Blume went on to say that he and his top managers have crafted a 10-point strategy for the company going forward. “This undertaking is rather like renovating a house. The foundation is solid. The structure is good, based on decades of successful work. Now we need to make the house shine in new splendor. We are tidying up the basement. Putting up new roof timbers. Moving a few walls. We are clearing out, adding new parts, dismantling old ones. Each of our 10 points is underpinned by concrete decisions we have taken in the last four months based on a tight agenda. A Board of Management member is responsible for each point. That way, we can be sure of implementation.”

Point 1: Planning Round.

The top priority is financial robustness. The goal is the more efficient use of our capital. We are sharpening our focus on the return and on net cash flow. Our ambition is also to strengthen the resilience of the individual brands and to lower the break-even point — the point at which total cost and total revenue are equal — even further.

Point 2: Products.

We are sharpening our product strategy to leverage synergies in the Group and enhance the attractiveness of our brands. We are developing clear design languages and have launched a quality offensive. The Volkswagen brand is currently examining how it can take icons such as the Golf or Tiguan into the electric future.

Point 3: China.

In China, we hold pole position in the market and operate from a position of strength. We will likely double deliveries of electric cars this year. We are accelerating the transformation by strengthening our technical development with an “in China for China” strategy. Together with Horizon Robotics we are forging ahead with the development of autonomous driving in China.

Point 4: North America.

In North America we are in the right place at the right time: more and more Americans are switching to “E”. Local assembly of the ID.4 is currently being ramped up at our plant in Chattanooga. We are looking at expanding capacity and localizing our supply chain. With our Scout project we plan to enter the attractive U.S. pickup and rugged SUV market. That is also of strategic significance for Volkswagen because we plan to diversify our business further in light of geopolitical developments.

Point 5: CARIAD.

[DATA]
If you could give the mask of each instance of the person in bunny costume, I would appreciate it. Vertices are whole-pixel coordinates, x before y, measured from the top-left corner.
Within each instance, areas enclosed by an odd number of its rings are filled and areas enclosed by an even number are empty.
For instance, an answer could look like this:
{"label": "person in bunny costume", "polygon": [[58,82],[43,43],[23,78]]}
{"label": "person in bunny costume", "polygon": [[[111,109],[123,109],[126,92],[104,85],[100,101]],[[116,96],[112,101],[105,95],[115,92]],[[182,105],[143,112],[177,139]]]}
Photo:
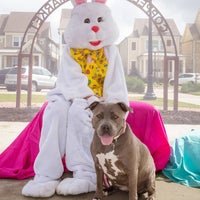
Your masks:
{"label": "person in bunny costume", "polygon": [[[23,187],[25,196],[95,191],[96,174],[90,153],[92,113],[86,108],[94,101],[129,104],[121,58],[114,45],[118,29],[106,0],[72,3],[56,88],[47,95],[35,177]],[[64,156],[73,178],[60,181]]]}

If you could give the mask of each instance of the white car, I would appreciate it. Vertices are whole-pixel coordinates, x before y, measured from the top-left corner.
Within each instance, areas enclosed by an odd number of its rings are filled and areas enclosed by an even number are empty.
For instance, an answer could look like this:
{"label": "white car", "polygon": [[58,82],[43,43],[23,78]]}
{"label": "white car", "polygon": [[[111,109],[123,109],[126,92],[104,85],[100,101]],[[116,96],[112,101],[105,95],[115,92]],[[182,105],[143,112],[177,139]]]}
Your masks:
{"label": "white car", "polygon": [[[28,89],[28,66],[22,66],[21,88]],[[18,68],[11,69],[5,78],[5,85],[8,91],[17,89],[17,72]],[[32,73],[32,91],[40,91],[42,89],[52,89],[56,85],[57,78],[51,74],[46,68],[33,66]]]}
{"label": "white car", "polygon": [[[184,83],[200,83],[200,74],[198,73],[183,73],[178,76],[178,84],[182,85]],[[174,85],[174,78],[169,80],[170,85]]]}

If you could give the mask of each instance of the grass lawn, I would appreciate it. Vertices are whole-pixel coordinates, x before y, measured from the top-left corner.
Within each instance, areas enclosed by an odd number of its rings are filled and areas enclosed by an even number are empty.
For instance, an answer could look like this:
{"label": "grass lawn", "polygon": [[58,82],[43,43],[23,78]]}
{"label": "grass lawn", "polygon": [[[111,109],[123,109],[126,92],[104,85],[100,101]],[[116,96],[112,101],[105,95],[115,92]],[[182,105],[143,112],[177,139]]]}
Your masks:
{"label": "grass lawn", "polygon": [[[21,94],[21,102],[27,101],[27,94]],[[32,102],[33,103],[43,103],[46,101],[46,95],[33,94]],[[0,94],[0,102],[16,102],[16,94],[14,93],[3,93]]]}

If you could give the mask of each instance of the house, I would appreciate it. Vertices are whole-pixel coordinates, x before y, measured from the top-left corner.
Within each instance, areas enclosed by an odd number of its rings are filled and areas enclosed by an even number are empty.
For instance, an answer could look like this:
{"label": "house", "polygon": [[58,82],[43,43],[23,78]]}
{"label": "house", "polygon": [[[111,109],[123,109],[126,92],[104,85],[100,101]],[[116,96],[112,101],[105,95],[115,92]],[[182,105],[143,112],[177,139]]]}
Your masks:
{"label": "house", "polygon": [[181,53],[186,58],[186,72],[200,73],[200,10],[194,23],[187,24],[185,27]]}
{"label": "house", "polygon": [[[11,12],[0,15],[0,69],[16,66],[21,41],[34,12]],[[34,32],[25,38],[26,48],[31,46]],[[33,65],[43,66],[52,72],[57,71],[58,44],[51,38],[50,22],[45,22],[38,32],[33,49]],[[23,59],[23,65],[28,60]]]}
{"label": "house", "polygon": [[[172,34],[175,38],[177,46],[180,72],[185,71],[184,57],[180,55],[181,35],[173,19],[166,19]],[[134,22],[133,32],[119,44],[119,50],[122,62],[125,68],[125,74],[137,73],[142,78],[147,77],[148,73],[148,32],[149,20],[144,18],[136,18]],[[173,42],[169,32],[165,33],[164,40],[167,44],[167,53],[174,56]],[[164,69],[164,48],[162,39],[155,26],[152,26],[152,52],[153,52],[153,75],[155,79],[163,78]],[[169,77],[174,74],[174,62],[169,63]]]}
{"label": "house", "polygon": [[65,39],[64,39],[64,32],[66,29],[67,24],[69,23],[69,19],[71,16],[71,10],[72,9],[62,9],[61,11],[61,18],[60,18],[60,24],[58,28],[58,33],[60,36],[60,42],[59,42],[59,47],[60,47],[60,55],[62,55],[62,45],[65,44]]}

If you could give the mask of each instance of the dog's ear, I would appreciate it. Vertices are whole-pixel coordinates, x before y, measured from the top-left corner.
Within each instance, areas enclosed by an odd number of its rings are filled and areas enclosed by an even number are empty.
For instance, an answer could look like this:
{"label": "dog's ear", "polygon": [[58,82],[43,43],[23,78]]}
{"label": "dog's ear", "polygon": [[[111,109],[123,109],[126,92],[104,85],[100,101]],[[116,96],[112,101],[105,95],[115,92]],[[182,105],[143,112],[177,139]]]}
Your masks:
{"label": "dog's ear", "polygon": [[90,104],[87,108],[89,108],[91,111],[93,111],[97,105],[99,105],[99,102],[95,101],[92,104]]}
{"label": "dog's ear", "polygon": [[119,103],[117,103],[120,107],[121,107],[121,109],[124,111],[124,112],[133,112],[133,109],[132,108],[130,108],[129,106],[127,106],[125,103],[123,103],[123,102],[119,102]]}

==

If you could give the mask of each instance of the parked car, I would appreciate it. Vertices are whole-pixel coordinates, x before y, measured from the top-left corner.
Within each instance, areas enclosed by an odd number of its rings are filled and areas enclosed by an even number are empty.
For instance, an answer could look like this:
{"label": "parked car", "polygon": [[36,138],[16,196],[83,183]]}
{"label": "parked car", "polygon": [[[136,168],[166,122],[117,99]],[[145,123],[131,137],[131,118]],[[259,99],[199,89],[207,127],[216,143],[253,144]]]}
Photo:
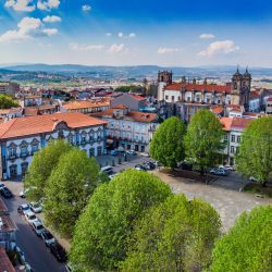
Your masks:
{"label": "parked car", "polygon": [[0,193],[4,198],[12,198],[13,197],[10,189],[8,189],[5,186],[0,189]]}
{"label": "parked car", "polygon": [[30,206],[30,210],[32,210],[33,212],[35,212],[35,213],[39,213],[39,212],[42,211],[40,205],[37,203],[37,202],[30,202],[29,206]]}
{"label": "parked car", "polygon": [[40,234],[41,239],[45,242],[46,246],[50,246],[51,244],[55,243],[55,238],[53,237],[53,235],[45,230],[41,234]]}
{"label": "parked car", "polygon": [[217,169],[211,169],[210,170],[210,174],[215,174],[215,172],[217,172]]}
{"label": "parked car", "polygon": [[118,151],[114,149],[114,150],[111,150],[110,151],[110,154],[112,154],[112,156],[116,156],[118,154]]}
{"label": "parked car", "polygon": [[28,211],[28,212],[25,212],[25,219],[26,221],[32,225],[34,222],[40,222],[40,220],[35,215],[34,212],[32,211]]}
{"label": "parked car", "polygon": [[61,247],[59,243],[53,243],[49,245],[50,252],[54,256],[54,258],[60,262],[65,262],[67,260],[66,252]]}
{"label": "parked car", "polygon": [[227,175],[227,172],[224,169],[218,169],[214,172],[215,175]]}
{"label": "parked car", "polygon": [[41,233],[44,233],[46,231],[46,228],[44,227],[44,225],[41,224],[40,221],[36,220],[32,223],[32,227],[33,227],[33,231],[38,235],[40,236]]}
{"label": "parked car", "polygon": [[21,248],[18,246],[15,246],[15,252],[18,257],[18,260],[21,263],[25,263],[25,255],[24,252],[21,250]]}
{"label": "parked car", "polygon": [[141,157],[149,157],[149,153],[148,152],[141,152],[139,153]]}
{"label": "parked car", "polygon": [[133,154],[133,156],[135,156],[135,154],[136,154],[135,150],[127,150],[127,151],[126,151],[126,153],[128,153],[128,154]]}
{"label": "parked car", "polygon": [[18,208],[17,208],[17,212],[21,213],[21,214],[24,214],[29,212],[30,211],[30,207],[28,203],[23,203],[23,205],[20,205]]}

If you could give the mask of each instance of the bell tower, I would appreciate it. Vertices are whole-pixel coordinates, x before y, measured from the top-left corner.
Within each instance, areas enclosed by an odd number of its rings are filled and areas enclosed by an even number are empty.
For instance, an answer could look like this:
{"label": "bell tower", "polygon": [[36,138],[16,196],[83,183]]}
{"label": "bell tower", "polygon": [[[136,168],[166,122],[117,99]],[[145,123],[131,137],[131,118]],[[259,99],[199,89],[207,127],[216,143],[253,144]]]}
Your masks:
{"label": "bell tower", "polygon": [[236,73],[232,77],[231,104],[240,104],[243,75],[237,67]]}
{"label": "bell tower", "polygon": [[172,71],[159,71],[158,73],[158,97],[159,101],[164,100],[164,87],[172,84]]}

* * *

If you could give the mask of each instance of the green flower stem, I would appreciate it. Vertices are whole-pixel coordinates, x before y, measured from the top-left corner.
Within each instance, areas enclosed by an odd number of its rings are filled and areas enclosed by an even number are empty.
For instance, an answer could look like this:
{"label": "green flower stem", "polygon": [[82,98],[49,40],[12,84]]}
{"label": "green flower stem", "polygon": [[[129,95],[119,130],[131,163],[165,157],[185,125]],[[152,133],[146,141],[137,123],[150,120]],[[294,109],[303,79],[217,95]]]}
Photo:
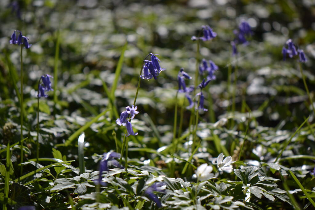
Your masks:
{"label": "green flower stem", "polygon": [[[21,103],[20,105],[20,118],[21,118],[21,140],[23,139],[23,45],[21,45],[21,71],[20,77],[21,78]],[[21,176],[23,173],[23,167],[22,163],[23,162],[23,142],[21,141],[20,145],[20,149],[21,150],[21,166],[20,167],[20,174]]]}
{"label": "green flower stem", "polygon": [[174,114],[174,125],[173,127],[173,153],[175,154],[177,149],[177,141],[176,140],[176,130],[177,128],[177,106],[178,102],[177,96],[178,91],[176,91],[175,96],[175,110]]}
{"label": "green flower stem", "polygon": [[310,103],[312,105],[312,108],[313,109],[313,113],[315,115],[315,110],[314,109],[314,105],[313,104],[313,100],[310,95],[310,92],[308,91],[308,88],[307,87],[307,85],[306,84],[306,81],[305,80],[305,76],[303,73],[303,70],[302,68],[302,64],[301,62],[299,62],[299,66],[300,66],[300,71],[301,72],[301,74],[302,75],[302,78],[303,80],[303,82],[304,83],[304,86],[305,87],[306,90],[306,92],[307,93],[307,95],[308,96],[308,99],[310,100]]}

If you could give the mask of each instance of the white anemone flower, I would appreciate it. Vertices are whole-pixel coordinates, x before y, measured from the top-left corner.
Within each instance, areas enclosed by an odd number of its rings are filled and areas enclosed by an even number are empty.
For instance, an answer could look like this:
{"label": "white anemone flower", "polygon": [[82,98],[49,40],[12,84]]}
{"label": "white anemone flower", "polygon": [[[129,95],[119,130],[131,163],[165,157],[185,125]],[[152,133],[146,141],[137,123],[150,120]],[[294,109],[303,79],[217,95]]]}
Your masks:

[DESCRIPTION OF THE TASK] According to the Volkswagen strategy excerpt, why is the Scout project strategically significant for Volkswagen? Answer in one to three sentences.

[SOLUTION FOR THIS PROBLEM] The Scout project takes Volkswagen into the U.S. pickup and rugged SUV market. It matters strategically because Volkswagen plans to diversify its business further in light of geopolitical developments.